◆ **Ejercicio**
Extraiga del hilo de felicitaciones del foro el pasaje que va de "Enhorabona Lluis. Un" a "tus inteligentes aportes.", sin modificar una sola palabra.

╭─ Fragmento del documento

Hola, Gurb. Muchas gracias. A mí también me gusta mucho leerte y aprendo mucho de tí. Bueno, no creo que haya llegado desde los tres posts hasta los 4.000 posts en tan sólo 47 días (1). Bromas aparte, no es muy meritorio: tenía tiempo, estoy de vacaciones estos días.

Un abrazo,
Lluís

----------
(1) (Ello supondría 80 post / día, ¡¡y yo no soy una máquina!!)


----------



## Antpax

Muchas Felicidades Domtom, siempre eres de una gran ayuda y tus dudas siempre son de lo más interesantes.

Un abrazo.

Ant


----------



## KaRiNe_Fr

Domtom/Lluís, j'avoue que ton pseudo me fait plus rêver que ton prénom ! 
Félicitations de nuevo! 

Bisettes.


----------



## RIU

Hola, 

Enhorabona Lluis. Un re-crac d'WR. Moltes gràcies per les teves aportacions.

RIU


----------



## ROSANGELUS

Felicidades amigo Don Domtom...
Es un placer encontrarte de vez en cuando..., tratando de ayudar con tus inteligentes aportes.

Seguiremos viendonos.

Un beso grande
Rosangelus


----------



## Domtom

ena 63 said:


> Hola:
> Felicidades Domtom-Lluis por tus 4000, y después de leer a Gurb, me pido "segun" para tus 5000.
> 
> Un placer siempre leerte.
> 
> Cordiales saludos,
> Almudena


 
Muchas gracias, Almudena. Yo también te felicito por tus 1000 posts. Que suerte tienes que estás en Francia, así aprenderás más rápido que yo.

Un beso,
Lluís


----------



## Domtom

Rayines said:


> *¡¡Felicitaciones, Domtom!!*
> 
> 
> ​


 
Muchas gracias, Inés. Me encanta este foro, no sólo me ayuda a profundizar en la lengua y a ampliar mi cultura, sino que se hacen amigos, como vosotros que me escribís aquí y tantos otros más.

╰─
╭─ Registros proporcionados

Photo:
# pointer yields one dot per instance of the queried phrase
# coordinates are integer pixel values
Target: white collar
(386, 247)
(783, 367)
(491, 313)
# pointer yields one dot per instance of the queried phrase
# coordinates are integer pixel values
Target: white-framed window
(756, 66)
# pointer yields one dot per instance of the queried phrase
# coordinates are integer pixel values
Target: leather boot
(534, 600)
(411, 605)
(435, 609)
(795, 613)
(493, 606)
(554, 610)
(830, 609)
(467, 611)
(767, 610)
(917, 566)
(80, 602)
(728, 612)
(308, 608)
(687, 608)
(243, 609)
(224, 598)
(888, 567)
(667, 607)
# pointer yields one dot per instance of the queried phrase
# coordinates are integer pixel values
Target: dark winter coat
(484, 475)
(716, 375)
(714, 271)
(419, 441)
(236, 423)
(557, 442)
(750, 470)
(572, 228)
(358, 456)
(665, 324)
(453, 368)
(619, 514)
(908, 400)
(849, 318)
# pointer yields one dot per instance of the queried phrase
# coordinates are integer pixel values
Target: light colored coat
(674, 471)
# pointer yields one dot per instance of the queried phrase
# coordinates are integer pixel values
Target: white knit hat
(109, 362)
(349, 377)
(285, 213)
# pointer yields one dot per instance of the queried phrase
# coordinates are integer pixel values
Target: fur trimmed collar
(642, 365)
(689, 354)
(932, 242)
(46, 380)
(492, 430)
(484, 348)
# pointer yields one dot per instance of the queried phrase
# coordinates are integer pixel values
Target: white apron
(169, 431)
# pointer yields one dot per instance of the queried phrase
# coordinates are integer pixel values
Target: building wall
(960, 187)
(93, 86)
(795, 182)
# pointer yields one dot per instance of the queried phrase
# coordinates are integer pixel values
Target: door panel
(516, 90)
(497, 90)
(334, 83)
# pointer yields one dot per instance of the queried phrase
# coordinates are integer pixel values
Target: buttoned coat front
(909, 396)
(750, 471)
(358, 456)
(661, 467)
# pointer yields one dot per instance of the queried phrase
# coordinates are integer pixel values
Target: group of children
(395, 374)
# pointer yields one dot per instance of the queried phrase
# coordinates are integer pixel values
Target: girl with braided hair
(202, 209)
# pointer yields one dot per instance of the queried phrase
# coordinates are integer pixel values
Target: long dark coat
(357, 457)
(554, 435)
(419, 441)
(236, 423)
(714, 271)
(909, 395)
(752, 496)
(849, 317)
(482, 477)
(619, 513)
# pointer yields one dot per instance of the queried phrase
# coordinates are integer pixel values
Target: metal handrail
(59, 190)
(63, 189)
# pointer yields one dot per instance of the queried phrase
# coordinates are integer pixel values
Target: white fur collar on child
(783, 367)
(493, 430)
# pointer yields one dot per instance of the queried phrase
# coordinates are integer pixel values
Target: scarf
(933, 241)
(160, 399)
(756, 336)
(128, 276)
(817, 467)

╰─
╭─ Registros proporcionados

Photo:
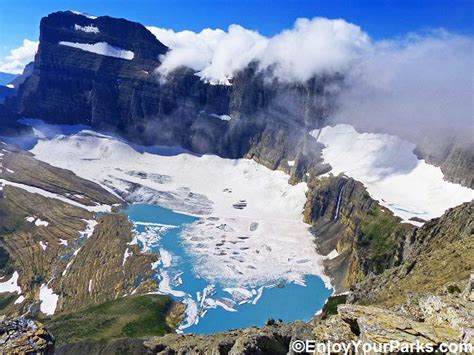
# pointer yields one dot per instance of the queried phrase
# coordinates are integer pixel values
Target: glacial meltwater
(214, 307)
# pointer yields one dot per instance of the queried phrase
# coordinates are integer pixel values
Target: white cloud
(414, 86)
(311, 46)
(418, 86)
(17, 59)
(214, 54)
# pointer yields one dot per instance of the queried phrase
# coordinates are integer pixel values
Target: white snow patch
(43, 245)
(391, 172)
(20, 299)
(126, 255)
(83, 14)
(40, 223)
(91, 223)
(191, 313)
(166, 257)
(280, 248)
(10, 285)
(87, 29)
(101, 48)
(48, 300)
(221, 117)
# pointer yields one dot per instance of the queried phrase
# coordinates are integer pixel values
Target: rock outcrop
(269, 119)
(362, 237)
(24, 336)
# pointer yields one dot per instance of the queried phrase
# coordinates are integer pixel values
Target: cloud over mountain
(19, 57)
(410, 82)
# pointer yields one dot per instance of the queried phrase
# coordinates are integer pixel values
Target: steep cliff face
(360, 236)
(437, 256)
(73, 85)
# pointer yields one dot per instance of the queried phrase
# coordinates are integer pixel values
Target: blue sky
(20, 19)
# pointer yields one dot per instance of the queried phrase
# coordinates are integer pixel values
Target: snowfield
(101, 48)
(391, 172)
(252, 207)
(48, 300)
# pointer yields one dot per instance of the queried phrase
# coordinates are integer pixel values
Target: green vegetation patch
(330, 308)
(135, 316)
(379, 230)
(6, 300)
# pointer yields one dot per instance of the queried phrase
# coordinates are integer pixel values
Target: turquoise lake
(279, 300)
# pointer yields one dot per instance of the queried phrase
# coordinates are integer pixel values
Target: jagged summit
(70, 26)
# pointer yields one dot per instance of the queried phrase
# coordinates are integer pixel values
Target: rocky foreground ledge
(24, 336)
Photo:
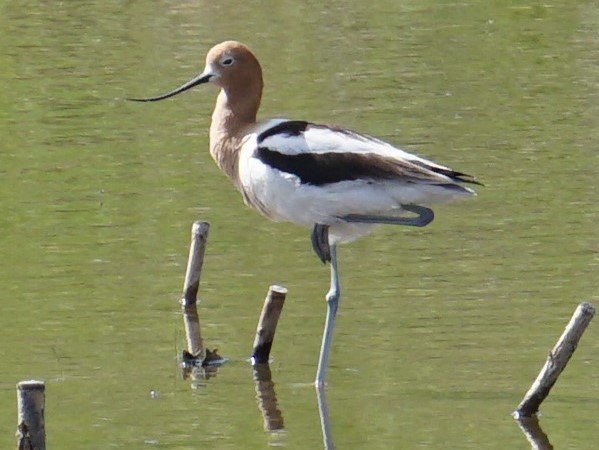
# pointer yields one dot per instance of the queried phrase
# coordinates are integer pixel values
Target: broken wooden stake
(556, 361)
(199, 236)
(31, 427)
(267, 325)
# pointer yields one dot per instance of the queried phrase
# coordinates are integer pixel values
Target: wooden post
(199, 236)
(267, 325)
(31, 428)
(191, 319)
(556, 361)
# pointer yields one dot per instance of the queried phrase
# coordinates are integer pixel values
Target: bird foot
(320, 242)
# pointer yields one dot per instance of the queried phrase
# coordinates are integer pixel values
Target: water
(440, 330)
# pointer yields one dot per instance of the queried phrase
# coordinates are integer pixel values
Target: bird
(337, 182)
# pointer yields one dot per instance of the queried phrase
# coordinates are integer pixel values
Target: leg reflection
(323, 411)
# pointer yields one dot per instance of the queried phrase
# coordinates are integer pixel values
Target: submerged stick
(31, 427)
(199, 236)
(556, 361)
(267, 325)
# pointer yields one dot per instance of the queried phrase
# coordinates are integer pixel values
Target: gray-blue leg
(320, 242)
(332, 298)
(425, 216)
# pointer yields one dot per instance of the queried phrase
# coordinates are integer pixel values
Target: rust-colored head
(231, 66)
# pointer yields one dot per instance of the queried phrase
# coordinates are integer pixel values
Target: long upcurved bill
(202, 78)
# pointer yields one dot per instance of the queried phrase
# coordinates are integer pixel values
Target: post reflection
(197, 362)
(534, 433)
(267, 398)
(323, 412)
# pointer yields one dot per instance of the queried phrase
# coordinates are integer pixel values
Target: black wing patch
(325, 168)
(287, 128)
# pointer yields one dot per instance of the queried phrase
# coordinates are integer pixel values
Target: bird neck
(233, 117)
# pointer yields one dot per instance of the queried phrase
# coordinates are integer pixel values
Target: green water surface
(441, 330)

╰─
╭─ Registros proporcionados

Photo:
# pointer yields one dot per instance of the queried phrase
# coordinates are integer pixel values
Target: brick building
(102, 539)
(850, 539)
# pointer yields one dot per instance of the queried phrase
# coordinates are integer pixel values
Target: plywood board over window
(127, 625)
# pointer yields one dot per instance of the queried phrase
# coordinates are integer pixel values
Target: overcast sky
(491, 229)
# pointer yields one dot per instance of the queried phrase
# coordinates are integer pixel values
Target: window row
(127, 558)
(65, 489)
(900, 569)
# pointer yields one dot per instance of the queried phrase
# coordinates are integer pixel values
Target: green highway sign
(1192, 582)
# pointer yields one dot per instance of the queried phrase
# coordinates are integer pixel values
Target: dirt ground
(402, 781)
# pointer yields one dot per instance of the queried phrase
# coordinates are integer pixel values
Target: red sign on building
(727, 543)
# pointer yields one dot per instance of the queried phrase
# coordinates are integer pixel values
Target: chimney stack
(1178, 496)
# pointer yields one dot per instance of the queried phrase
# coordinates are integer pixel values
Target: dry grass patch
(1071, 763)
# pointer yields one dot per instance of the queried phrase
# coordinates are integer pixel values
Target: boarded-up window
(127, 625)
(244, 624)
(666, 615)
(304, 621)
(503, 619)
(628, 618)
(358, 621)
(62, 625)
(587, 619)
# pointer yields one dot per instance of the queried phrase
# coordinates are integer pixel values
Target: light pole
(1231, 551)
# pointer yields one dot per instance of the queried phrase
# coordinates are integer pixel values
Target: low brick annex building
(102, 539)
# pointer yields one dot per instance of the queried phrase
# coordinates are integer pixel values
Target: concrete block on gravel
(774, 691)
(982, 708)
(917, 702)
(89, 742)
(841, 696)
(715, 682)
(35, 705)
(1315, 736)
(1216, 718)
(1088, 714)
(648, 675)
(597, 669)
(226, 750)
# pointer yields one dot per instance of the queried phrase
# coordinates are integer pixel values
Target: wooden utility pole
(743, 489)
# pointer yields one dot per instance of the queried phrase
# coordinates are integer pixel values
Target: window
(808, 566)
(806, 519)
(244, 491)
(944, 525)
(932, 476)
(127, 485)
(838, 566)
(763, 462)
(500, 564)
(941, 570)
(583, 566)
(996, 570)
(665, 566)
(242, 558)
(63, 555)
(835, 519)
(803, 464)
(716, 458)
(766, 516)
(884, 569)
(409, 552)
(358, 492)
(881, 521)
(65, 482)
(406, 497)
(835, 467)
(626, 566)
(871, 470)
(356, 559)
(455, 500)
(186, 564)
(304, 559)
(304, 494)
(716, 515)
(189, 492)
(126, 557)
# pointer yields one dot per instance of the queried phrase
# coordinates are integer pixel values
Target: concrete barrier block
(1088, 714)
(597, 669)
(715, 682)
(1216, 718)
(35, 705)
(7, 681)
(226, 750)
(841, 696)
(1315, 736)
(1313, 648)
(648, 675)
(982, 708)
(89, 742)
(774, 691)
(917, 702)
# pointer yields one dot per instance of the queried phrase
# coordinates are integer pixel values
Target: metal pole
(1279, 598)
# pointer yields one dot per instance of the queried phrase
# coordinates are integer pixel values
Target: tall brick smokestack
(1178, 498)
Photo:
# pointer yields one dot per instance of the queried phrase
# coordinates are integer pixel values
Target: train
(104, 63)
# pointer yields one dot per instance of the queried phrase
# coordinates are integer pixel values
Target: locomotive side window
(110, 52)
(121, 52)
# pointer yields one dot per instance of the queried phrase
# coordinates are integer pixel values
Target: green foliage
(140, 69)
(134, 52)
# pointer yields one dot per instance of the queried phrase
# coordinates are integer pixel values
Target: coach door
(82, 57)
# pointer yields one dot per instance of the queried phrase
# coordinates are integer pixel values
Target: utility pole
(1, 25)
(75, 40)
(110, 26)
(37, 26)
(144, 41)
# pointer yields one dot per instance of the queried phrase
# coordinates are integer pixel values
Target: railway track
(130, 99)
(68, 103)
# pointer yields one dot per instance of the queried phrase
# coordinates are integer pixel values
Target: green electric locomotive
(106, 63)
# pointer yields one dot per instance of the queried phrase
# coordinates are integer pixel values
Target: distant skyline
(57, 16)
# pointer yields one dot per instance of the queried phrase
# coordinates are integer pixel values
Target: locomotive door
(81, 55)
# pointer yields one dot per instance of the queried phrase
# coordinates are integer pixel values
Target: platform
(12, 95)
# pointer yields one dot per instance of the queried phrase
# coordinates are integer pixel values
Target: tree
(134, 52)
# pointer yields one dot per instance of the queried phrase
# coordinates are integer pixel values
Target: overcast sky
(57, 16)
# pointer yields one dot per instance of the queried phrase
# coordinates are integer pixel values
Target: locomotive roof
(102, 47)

╰─

◆ **Respuesta al ejercicio**
Enhorabona Lluis. Un re-crac d'WR. Moltes gràcies per les teves aportacions.

RIU


----------



## ROSANGELUS

Felicidades amigo Don Domtom...
Es un placer encontrarte de vez en cuando..., tratando de ayudar con tus inteligentes aportes.